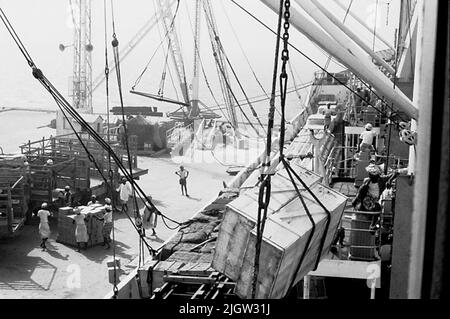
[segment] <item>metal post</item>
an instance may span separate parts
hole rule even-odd
[[[375,299],[376,286],[377,286],[376,280],[374,280],[370,285],[370,299]]]

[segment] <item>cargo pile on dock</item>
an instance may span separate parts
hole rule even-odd
[[[86,216],[86,227],[89,236],[89,241],[87,242],[88,247],[98,245],[103,243],[102,228],[103,222],[99,221],[95,216],[102,217],[104,213],[104,206],[92,205],[92,206],[80,206],[77,208],[62,207],[58,211],[58,237],[57,242],[76,246],[77,241],[75,239],[75,223],[74,210],[80,210],[81,214]]]

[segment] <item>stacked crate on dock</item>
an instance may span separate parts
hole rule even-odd
[[[86,227],[89,236],[89,240],[87,242],[88,247],[92,247],[98,245],[99,243],[103,243],[103,221],[99,221],[95,216],[102,217],[104,213],[104,207],[101,205],[92,205],[89,207],[78,207],[76,209],[80,209],[81,213],[86,216]],[[57,242],[76,246],[76,238],[75,238],[75,223],[74,217],[75,214],[65,215],[65,212],[70,212],[70,209],[63,208],[59,210],[58,216],[58,238]]]

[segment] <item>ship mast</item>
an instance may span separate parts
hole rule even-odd
[[[200,2],[195,1],[195,30],[194,30],[194,76],[192,78],[192,110],[199,110],[199,59],[200,59]],[[196,111],[194,111],[195,113]]]
[[[205,11],[205,16],[208,26],[209,37],[211,40],[211,47],[214,55],[214,59],[216,62],[217,73],[219,76],[219,82],[222,89],[222,94],[225,100],[225,104],[228,109],[229,120],[231,125],[233,125],[237,134],[239,134],[238,130],[238,120],[236,116],[236,106],[234,104],[233,94],[230,89],[230,80],[228,76],[227,64],[225,62],[224,52],[222,48],[222,44],[220,42],[219,35],[217,33],[217,23],[214,17],[214,12],[212,10],[211,3],[209,0],[203,0],[203,10]]]

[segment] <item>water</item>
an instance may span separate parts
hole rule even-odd
[[[55,118],[55,113],[8,111],[0,113],[0,147],[4,153],[20,152],[19,145],[28,140],[55,135],[55,130],[47,125]],[[1,149],[0,149],[1,152]]]
[[[56,88],[71,102],[69,91],[69,77],[73,67],[73,51],[67,48],[64,52],[58,50],[59,43],[70,44],[73,38],[73,28],[68,25],[70,21],[70,10],[68,3],[59,0],[49,0],[48,3],[37,3],[27,1],[28,10],[24,10],[23,3],[15,3],[9,1],[5,3],[2,9],[10,18],[17,33],[21,37],[22,42],[27,47],[33,60],[39,68],[42,69],[47,78],[55,85]],[[187,2],[186,2],[187,3]],[[186,76],[188,82],[191,80],[193,73],[193,40],[190,30],[190,23],[187,20],[188,9],[192,15],[192,5],[182,2],[180,7],[180,15],[177,18],[179,26],[180,41],[182,42],[182,52],[185,58],[184,64],[186,68]],[[273,55],[274,55],[274,37],[260,25],[249,20],[248,16],[243,14],[235,6],[226,1],[222,4],[214,4],[217,6],[216,18],[221,34],[221,41],[227,52],[239,79],[244,86],[247,95],[251,98],[260,96],[263,91],[253,78],[249,65],[243,56],[240,46],[237,45],[229,23],[224,15],[218,14],[222,10],[222,6],[226,8],[227,14],[232,18],[233,28],[237,31],[238,39],[242,45],[252,67],[255,70],[260,82],[264,86],[266,92],[270,93],[272,85],[273,72]],[[189,8],[187,6],[190,6]],[[266,21],[275,23],[276,17],[264,5],[254,2],[251,4],[254,13],[265,18]],[[138,9],[139,8],[139,9]],[[93,24],[92,24],[92,43],[94,51],[92,53],[93,78],[102,73],[104,60],[104,26],[103,26],[103,4],[102,2],[93,2],[92,8]],[[129,2],[117,2],[117,34],[119,38],[119,48],[123,48],[127,41],[133,38],[137,30],[145,24],[150,16],[154,13],[152,5],[145,0],[134,0],[133,5]],[[268,22],[269,24],[271,24]],[[181,26],[181,27],[180,27]],[[223,101],[214,59],[212,58],[210,40],[207,33],[206,25],[202,25],[200,55],[202,64],[207,74],[208,81],[212,91],[219,103]],[[110,30],[108,38],[111,37]],[[257,39],[257,41],[255,41]],[[324,64],[327,56],[317,50],[309,41],[299,33],[292,34],[292,41],[301,44],[302,51],[306,54],[314,56],[316,61]],[[110,41],[108,40],[108,43]],[[145,39],[136,46],[130,55],[121,63],[122,89],[124,94],[124,103],[134,106],[156,106],[159,111],[170,112],[176,106],[164,104],[158,101],[150,100],[134,94],[130,94],[129,90],[141,73],[149,57],[155,51],[160,42],[157,28],[154,28]],[[56,110],[57,106],[50,94],[33,78],[31,70],[18,51],[7,32],[0,32],[0,50],[1,72],[0,72],[0,108],[35,108],[35,109],[52,109]],[[112,57],[111,47],[109,46],[109,57]],[[136,87],[136,90],[156,94],[159,88],[161,74],[163,69],[164,54],[159,50],[154,60],[150,63],[149,68],[142,78],[142,81]],[[296,83],[307,82],[311,80],[316,67],[307,62],[306,59],[297,53],[291,55],[291,62],[296,69]],[[173,69],[172,69],[173,72]],[[231,74],[231,72],[230,72]],[[175,81],[176,82],[176,81]],[[231,80],[234,93],[239,100],[244,99],[236,81]],[[288,86],[292,87],[294,82],[289,79]],[[307,96],[307,90],[300,92],[302,98]],[[168,77],[165,84],[165,96],[176,99],[176,92],[172,87]],[[212,98],[203,77],[200,78],[200,100],[208,107],[213,107],[216,103]],[[110,106],[120,105],[117,80],[115,73],[110,76]],[[279,100],[277,101],[277,106]],[[252,122],[257,122],[251,115],[248,105],[242,106]],[[269,101],[263,101],[253,104],[259,118],[263,124],[267,123],[267,113]],[[288,95],[286,117],[292,118],[300,109],[299,101],[295,93]],[[104,84],[101,85],[93,95],[93,110],[97,113],[105,113],[106,96]],[[242,120],[242,115],[237,109],[238,119]],[[222,113],[217,111],[219,115]],[[37,140],[42,136],[54,134],[49,128],[38,129],[39,126],[47,125],[54,118],[53,113],[38,112],[2,112],[0,113],[0,146],[4,152],[18,151],[18,145],[27,142],[29,139]],[[278,118],[278,114],[277,114]],[[278,121],[278,120],[277,120]]]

→ What to produce
Count the lines above that contain the word "item". Write only the number.

→ Task answer
5